__Übungsaufgaben__
A. Nennen Sie alle Personen, die im Ausgangstext namentlich erwähnt werden.
B. Zitieren Sie aus dem Ausgangstext wörtlich die Passage, die mit „Demnach trafen die“ beginnt und mit „sie offenbar kaum.“ endet.

__Ausgangstext__

Weil Polizei und Justiz Racheakte auf offener Straße fürchten, läuft der Prozess mit einem riesigen Sicherheitsaufwand: Am Gerichtseingang müssen sich alle Besucher ausweisen, sie werden abgetastet und müssen Taschen öffnen, vor dem Saal stehen Sicherheitsschleusen. Justizbeamte, sonst eher im dünnen blauen Hemd zu sehen, tragen Waffen und schusssichere Westen. Die Polizei ist mit einer Hundertschaft vor und im Landgericht präsent. Die Anklagebank ist mit einer zusätzlichen Tischreihe umstellt – willkommen im Rockerkrieg.

Schießerei am hellichten Tag

Tatsächlich sitzen in den Zuschauerreihen eine Handvoll Anhänger von beiden Rockerklubs – nur durch einen leeren Gang und die strengen Blicke der sprungbereiten Beamten getrennt. Im Saal sind auch jene zwei Männer, die bei der Schießerei mit Bauchschüssen schwer verletzt wurden. Sie waren noch selbst in die nächste Klinik gefahren – und mussten sofort notoperiert werden. „Ohne den Notarzt wären beide Opfer an ihren Verletzungen verstorben“, sagte Oberstaatsanwalt Guido Lunkeit in seiner kurzen Anklageschrift, die er binnen fünf Minuten verliest. Er wirft den Rockern gemeinschaftlichen Mord aus niedrigen Beweggründen vor.

Demnach trafen die beiden Gangs am 25. Juni vorigen Jahres, ein Samstagnachmittag, gegen 15 Uhr aufeinander. Die United Tribunes, denen überwiegend Migranten angehören, haben an der Eisenbahnstraße ihr Klubhaus und ihr Revier. Die rivalisierenden Hells Angels wollten den Einfluss der Neulinge aber nicht hinnehmen. Nachdem einer der Tribunes, der in Leipzig lebende Iraner Sooren O., einen der Hells Angels am Vormittag geschlagen habe, hätten die Rocker Rache nehmen wollen, so Lunkeit. Mindestens ein Dutzend der „Höllenengel“ seien vor dem Treffpunkt aufgekreuzt. Dass die Polizei vor Ort ein Aufeinandertreffen verhindern wollte, störte sie offenbar kaum.

Während die Tribunes nur mit einer Prügelei rechneten, wie eines der überlebenden Opfer Umut A. später in einer Vernehmung aussagte, sei sofort geschossen worden. „Es fielen noch die Worte: ,Ach du Scheiße!‘ In dem Moment knallte es schon“, zitierte ein Ermittler den 35-Jährigen. Siebenmal sei mit einer Präzisionspistole Walther auf die Tribuns geschossen worden, so Staatsanwalt Lunkeit. Der Türke Veysel A. wurde durch zwei Schüsse schwer verletzt. Als der 27 Jahre alte Klub-Anwärter am Boden lag, hätten Hells Angels mehrfach auf dessen Kopf und Körper eingetreten. Er starb kurz danach im Krankenhaus.

__Datenauszug__
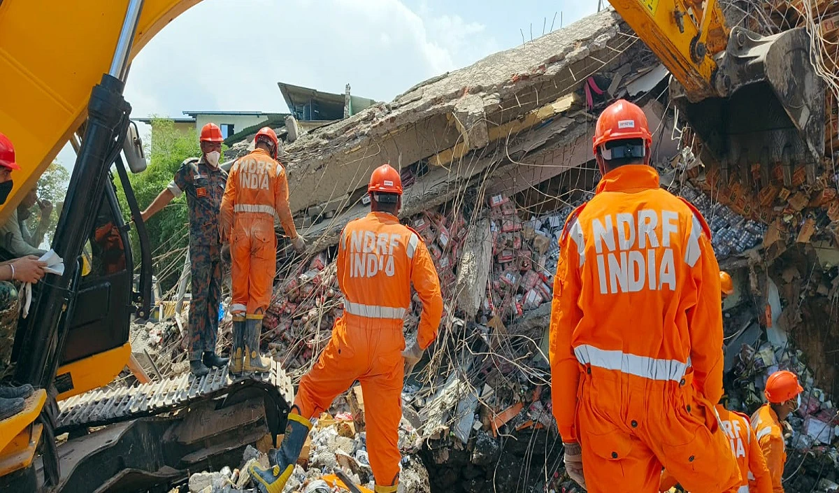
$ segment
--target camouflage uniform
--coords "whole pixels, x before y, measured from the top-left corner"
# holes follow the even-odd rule
[[[11,369],[14,334],[20,318],[18,288],[7,281],[0,281],[0,379]]]
[[[190,302],[190,359],[216,350],[218,304],[221,298],[221,246],[218,211],[227,173],[208,166],[204,158],[184,161],[169,184],[175,196],[186,192],[190,209],[190,262],[192,301]]]

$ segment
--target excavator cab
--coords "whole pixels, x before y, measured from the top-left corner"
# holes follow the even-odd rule
[[[702,162],[718,167],[722,183],[737,174],[744,184],[790,186],[796,169],[814,182],[825,153],[825,86],[810,63],[805,29],[761,36],[735,27],[716,61],[717,96],[694,102],[684,86],[670,86],[705,144]]]

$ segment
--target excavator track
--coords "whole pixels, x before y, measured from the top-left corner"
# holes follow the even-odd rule
[[[271,371],[233,377],[227,367],[213,368],[204,376],[190,373],[134,387],[97,389],[59,402],[60,413],[56,432],[104,426],[145,416],[184,408],[193,402],[221,397],[248,387],[276,392],[291,406],[294,398],[291,378],[280,364],[273,361]]]

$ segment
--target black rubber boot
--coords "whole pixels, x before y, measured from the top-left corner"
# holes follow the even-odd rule
[[[0,398],[0,420],[12,418],[23,410],[25,401],[22,397]]]
[[[305,418],[296,413],[289,414],[283,443],[279,444],[279,449],[272,449],[268,453],[270,464],[268,468],[262,469],[254,464],[248,469],[260,493],[282,493],[285,483],[294,470],[294,464],[300,456],[311,428],[311,423]]]
[[[205,366],[201,360],[192,360],[190,361],[190,371],[195,376],[204,376],[210,373],[210,369]]]
[[[211,351],[204,351],[204,358],[202,361],[207,366],[212,366],[214,368],[221,368],[227,364],[227,358],[222,358]]]
[[[29,384],[23,384],[20,387],[0,387],[0,399],[29,399],[35,392]]]
[[[242,370],[246,373],[271,371],[271,359],[259,354],[259,336],[262,334],[262,319],[245,320],[245,361]]]

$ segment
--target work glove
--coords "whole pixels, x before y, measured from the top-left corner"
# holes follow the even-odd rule
[[[586,478],[582,475],[582,448],[580,444],[563,444],[565,447],[565,472],[568,477],[583,488]]]
[[[422,354],[425,352],[420,349],[420,345],[414,342],[406,349],[402,351],[402,357],[405,359],[405,376],[411,374],[414,371],[414,367],[416,366],[417,363],[420,362],[420,359],[422,358]]]
[[[298,234],[297,236],[291,241],[291,246],[294,247],[294,252],[298,253],[303,253],[306,251],[306,241],[303,238],[303,235]]]

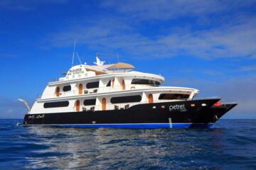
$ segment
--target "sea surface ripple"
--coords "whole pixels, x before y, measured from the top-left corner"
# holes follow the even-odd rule
[[[210,129],[16,126],[0,120],[0,169],[256,169],[256,120]]]

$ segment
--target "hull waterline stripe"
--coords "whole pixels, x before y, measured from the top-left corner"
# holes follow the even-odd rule
[[[51,124],[51,125],[23,125],[23,126],[58,126],[70,128],[210,128],[213,123],[121,123],[121,124]]]

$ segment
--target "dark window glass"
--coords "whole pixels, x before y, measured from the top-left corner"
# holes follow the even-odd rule
[[[133,79],[132,81],[132,84],[147,84],[154,86],[159,86],[160,83],[154,80],[149,79]]]
[[[98,88],[98,87],[99,87],[99,81],[90,82],[90,83],[87,83],[86,84],[87,89],[93,89],[93,88]]]
[[[67,107],[69,105],[68,101],[57,101],[57,102],[49,102],[43,104],[43,108],[60,108]]]
[[[188,94],[161,94],[159,96],[159,100],[175,100],[175,99],[187,99]]]
[[[63,91],[68,91],[71,90],[71,86],[63,86]]]
[[[84,106],[90,106],[96,104],[96,98],[94,99],[88,99],[84,101]]]
[[[111,80],[110,80],[110,81],[107,83],[107,86],[110,86],[110,85],[111,85]]]
[[[139,95],[122,96],[122,97],[113,97],[110,100],[112,103],[132,103],[132,102],[139,102],[141,101],[142,101],[142,96]]]

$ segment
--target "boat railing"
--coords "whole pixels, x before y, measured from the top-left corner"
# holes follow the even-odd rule
[[[142,84],[131,84],[127,85],[125,87],[122,86],[105,86],[105,87],[98,87],[93,89],[83,89],[82,91],[79,89],[71,90],[68,91],[60,91],[60,96],[73,96],[78,94],[92,94],[97,93],[103,93],[103,92],[113,92],[113,91],[120,91],[125,90],[135,90],[135,89],[148,89],[151,87],[157,87],[159,86],[154,85],[142,85]],[[81,93],[82,92],[82,93]],[[53,93],[53,95],[55,96],[55,93]]]
[[[187,98],[183,99],[176,99],[176,100],[156,100],[154,101],[151,103],[164,103],[164,102],[174,102],[174,101],[186,101]],[[97,105],[90,105],[90,106],[80,106],[79,111],[95,111],[95,110],[125,110],[129,108],[138,105],[138,104],[146,104],[149,103],[149,101],[143,101],[143,102],[136,102],[136,103],[109,103],[106,105],[97,104]],[[166,108],[166,106],[161,106],[162,109]],[[156,106],[152,106],[152,108],[156,108]],[[77,110],[77,106],[73,106],[74,110]],[[78,110],[77,110],[78,111]]]

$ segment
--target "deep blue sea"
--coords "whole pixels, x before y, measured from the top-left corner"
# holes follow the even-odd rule
[[[256,120],[211,129],[16,126],[0,120],[0,169],[256,169]]]

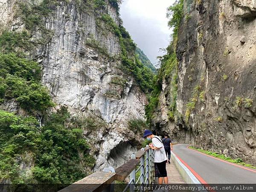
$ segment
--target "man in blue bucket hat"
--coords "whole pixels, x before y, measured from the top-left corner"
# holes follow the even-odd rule
[[[149,145],[155,151],[154,166],[155,177],[158,177],[158,183],[163,184],[163,178],[165,184],[168,184],[168,177],[166,169],[167,160],[164,146],[159,137],[154,135],[150,131],[146,129],[144,131],[143,137],[152,140]]]

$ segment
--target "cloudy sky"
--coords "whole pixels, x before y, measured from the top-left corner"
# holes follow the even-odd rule
[[[124,0],[121,17],[132,39],[153,64],[170,41],[166,9],[175,0]]]

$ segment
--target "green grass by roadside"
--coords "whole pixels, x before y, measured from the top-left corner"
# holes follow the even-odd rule
[[[245,166],[246,167],[250,167],[250,168],[256,169],[256,167],[255,167],[252,165],[250,165],[250,164],[246,163],[244,162],[243,162],[242,159],[240,158],[238,158],[236,159],[232,159],[230,157],[226,157],[225,155],[223,154],[219,154],[218,153],[215,153],[214,152],[210,151],[209,151],[204,150],[203,149],[200,149],[198,148],[194,148],[194,147],[192,147],[190,146],[189,147],[189,148],[194,149],[199,151],[201,152],[202,153],[205,153],[209,155],[211,155],[212,156],[215,157],[219,158],[220,159],[223,159],[224,160],[225,160],[227,161],[229,161],[230,162],[236,164],[238,164],[239,165],[242,165],[244,166]]]

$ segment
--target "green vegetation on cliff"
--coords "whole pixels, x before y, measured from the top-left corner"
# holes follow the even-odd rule
[[[103,14],[101,19],[104,21],[105,28],[119,39],[122,51],[121,69],[132,76],[143,91],[146,93],[150,92],[153,89],[152,77],[154,74],[148,64],[144,64],[140,55],[136,54],[136,45],[129,33],[122,25],[118,26],[109,15]]]
[[[67,109],[46,119],[40,127],[32,116],[0,110],[0,133],[4,136],[0,139],[1,179],[14,183],[68,183],[84,177],[84,168],[93,166],[83,130],[65,125],[70,119]],[[21,169],[21,163],[31,167]]]
[[[108,2],[118,12],[120,1]],[[15,15],[23,22],[24,30],[0,31],[0,106],[14,101],[24,115],[0,110],[0,134],[3,136],[0,138],[0,180],[10,179],[19,184],[72,183],[84,177],[95,163],[89,154],[90,146],[83,130],[106,125],[96,123],[92,118],[73,119],[65,108],[50,112],[55,104],[41,82],[41,66],[33,61],[31,55],[35,47],[49,42],[53,34],[45,27],[44,18],[54,14],[56,6],[61,4],[81,3],[77,5],[79,9],[93,12],[99,17],[96,19],[100,20],[108,32],[118,38],[120,68],[133,76],[145,93],[153,89],[154,75],[136,54],[136,45],[122,24],[116,24],[109,15],[100,13],[100,9],[106,9],[107,1],[28,2],[18,4],[18,15]],[[84,4],[87,7],[80,6]],[[99,44],[95,44],[97,48]],[[106,52],[104,48],[101,49],[101,53]],[[116,83],[116,80],[113,82]],[[129,123],[131,128],[138,124],[142,130],[145,127],[145,122],[139,120]]]
[[[176,54],[176,47],[177,35],[180,21],[183,17],[183,0],[177,1],[169,7],[167,10],[167,17],[170,18],[168,25],[173,27],[172,41],[166,49],[167,54],[159,57],[160,67],[157,78],[154,79],[154,89],[149,97],[149,103],[146,106],[145,113],[148,123],[151,122],[153,113],[158,104],[158,97],[162,90],[163,80],[170,84],[171,94],[169,99],[169,112],[170,119],[174,120],[176,113],[176,98],[177,90],[178,60]]]
[[[14,99],[31,114],[0,111],[0,179],[14,183],[72,183],[84,177],[82,168],[92,167],[95,160],[82,129],[65,125],[70,119],[66,109],[46,113],[54,104],[40,82],[41,66],[22,54],[30,44],[25,32],[0,35],[0,102]],[[40,127],[35,117],[42,114],[45,125]],[[31,171],[21,169],[21,163]]]
[[[143,65],[150,69],[154,73],[157,73],[157,69],[149,61],[147,55],[137,47],[136,47],[136,53]]]

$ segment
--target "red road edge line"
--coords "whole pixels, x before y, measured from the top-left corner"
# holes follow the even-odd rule
[[[173,153],[173,151],[172,151],[172,152]],[[206,181],[205,181],[204,179],[203,179],[203,178],[202,178],[201,177],[200,177],[200,176],[196,172],[195,172],[195,170],[194,169],[193,169],[191,167],[190,167],[187,164],[186,164],[185,161],[184,161],[183,160],[182,160],[180,157],[179,156],[178,156],[176,154],[175,154],[175,153],[174,153],[174,154],[176,155],[176,156],[177,157],[177,158],[178,159],[179,159],[179,160],[180,161],[180,162],[183,163],[183,164],[186,166],[186,167],[187,168],[188,168],[189,171],[190,171],[193,174],[193,175],[195,175],[195,176],[198,180],[200,182],[200,183],[202,183],[202,184],[203,184],[205,186],[207,187],[210,187],[210,186],[206,182]],[[208,191],[211,192],[216,192],[214,190],[212,190],[212,189],[209,189]]]
[[[220,160],[221,161],[222,161],[223,162],[226,163],[228,163],[228,164],[230,164],[230,165],[233,165],[234,166],[236,166],[237,167],[240,167],[241,168],[247,170],[248,171],[250,171],[251,172],[254,172],[255,173],[256,173],[256,171],[254,171],[254,170],[250,169],[247,168],[246,167],[243,167],[243,166],[240,166],[239,165],[237,165],[237,164],[235,164],[235,163],[231,163],[231,162],[229,162],[228,161],[225,161],[225,160],[222,160],[221,159],[219,159],[218,158],[217,158],[217,157],[215,157],[211,156],[210,155],[209,155],[208,154],[206,154],[205,153],[203,153],[202,152],[201,152],[201,151],[198,151],[196,150],[195,149],[193,149],[192,148],[189,148],[189,146],[188,146],[187,147],[187,148],[188,148],[189,149],[190,149],[191,150],[195,151],[197,152],[198,153],[201,153],[201,154],[204,154],[204,155],[206,155],[207,156],[209,157],[212,157],[212,158],[213,158],[214,159],[219,160]]]

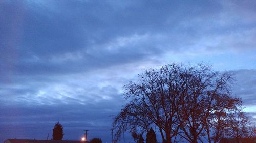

__Lösungen__
A. Guido Lunkeit, Sooren O., Umut A., Veysel A.

B.
Demnach trafen die beiden Gangs am 25. Juni vorigen Jahres, ein Samstagnachmittag, gegen 15 Uhr aufeinander. Die United Tribunes, denen überwiegend Migranten angehören, haben an der Eisenbahnstraße ihr Klubhaus und ihr Revier. Die rivalisierenden Hells Angels wollten den Einfluss der Neulinge aber nicht hinnehmen. Nachdem einer der Tribunes, der in Leipzig lebende Iraner Sooren O., einen der Hells Angels am Vormittag geschlagen habe, hätten die Rocker Rache nehmen wollen, so Lunkeit. Mindestens ein Dutzend der „Höllenengel“ seien vor dem Treffpunkt aufgekreuzt. Dass die Polizei vor Ort ein Aufeinandertreffen verhindern wollte, störte sie offenbar kaum.